Interest (Income) Expense, net
During 2010, we recorded net interest income of $10 million compared to $7 million of net interest expense for 2009. The $17 million increase in net interest income is as a result of:
- a reduction in interest expense due to the repayment of our 7.08% Subordinated Debentures and our 6.5% Convertible Subordinated Debentures during 2009; - an increase in interest income earned.
Operating Income
Operating income increased $1.7 billion to income of $1.2 billion for 2010 compared to a loss of $0.5 billion for 2009. Excluding the unusual items discussed in the "Unusual items" section, operating income for 2010 increased $1.6 billion. The increase in operating income is the result of the increases in EBIT (excluding unusual items) and net interest income, both as discussed above.
Income Taxes
Our effective income tax rate on operating income (excluding equity income) was 20.3% for 2010 compared to a recovery of 3.5% for 2009. In 2010 and 2009, income tax rates were impacted by the items discussed in the unusual items section. Excluding the unusual items, our effective income tax rate was 20.2% for 2010 compared to a recovery of 6.7% for 2009. Our income tax rate for 2010 reflected more traditional rates as a result of our return to profitability in most jurisdictions. In addition, our effective income tax rate for 2010 was favourably impacted by the utilization of losses previously not benefited, mainly in the United States.
Minority Interest
During 2010, we recorded $12 million of minority interest recovery with respect to the loss incurred by our E-Car Systems partnership.

> EXERCISE INSTRUCTIONS:
1. In the financial report excerpt, how much minority interest recovery was recorded during 2010, and for which partnership's loss?
2. Duplicate the passage of the financial report excerpt starting with "Interest (Income) Expense, net" and going on through "interest income earned.".
The records aren't needed for any of this work.

> DATA PROVIDED:
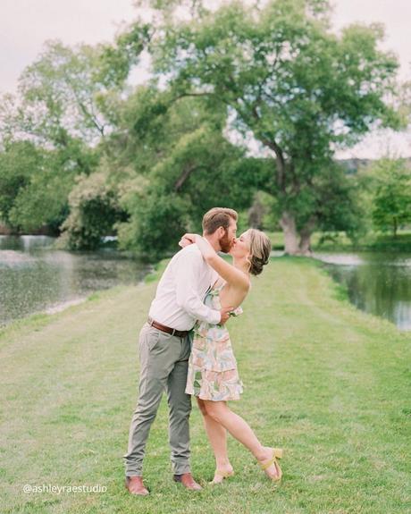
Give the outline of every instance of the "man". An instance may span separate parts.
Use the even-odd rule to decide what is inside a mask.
...
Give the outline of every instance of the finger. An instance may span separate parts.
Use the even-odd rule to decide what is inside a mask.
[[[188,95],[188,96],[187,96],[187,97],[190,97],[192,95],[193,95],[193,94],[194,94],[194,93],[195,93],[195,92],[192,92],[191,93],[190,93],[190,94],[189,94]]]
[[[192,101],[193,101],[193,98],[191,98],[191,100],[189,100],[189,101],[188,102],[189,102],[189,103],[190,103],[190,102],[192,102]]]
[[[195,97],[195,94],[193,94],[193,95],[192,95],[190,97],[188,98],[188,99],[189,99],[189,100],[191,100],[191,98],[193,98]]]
--
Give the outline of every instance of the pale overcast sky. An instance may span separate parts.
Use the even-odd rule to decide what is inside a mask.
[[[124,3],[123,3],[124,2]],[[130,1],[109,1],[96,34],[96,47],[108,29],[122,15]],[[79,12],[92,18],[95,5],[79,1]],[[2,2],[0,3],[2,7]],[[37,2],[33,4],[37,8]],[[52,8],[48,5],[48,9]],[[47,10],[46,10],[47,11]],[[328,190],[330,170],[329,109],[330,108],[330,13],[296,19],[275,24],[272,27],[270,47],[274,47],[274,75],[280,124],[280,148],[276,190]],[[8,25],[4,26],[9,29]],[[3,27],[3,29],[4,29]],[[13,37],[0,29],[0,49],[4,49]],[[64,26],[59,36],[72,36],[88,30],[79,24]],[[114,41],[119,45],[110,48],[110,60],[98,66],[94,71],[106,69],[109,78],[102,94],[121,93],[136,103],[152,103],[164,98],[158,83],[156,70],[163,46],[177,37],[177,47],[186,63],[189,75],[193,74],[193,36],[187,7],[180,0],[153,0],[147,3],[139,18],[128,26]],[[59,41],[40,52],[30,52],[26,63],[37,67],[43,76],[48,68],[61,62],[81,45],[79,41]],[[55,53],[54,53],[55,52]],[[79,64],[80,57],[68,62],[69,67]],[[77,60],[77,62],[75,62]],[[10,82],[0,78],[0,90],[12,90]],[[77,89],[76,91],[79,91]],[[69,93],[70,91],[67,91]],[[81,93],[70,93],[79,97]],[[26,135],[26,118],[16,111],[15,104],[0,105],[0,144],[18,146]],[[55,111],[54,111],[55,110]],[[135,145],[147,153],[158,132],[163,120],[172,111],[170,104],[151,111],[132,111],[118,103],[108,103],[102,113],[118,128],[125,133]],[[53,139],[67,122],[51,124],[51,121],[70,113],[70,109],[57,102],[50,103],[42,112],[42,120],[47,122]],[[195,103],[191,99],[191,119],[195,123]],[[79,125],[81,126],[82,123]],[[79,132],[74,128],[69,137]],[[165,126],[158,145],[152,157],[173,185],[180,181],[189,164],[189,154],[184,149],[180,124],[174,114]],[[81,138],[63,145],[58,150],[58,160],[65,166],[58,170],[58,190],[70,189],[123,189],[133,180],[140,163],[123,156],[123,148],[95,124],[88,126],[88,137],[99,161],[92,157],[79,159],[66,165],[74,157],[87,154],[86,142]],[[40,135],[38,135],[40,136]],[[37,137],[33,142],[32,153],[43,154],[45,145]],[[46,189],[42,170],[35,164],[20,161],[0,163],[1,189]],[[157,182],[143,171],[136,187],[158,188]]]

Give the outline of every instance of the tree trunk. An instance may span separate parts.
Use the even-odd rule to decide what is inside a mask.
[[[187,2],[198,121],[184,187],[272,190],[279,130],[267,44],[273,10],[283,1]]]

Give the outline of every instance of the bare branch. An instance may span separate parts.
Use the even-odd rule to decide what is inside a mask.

> RESULTS:
1. $12 million, for the loss incurred by the E-Car Systems partnership.

2.
Interest (Income) Expense, net
During 2010, we recorded net interest income of $10 million compared to $7 million of net interest expense for 2009. The $17 million increase in net interest income is as a result of:
- a reduction in interest expense due to the repayment of our 7.08% Subordinated Debentures and our 6.5% Convertible Subordinated Debentures during 2009; - an increase in interest income earned.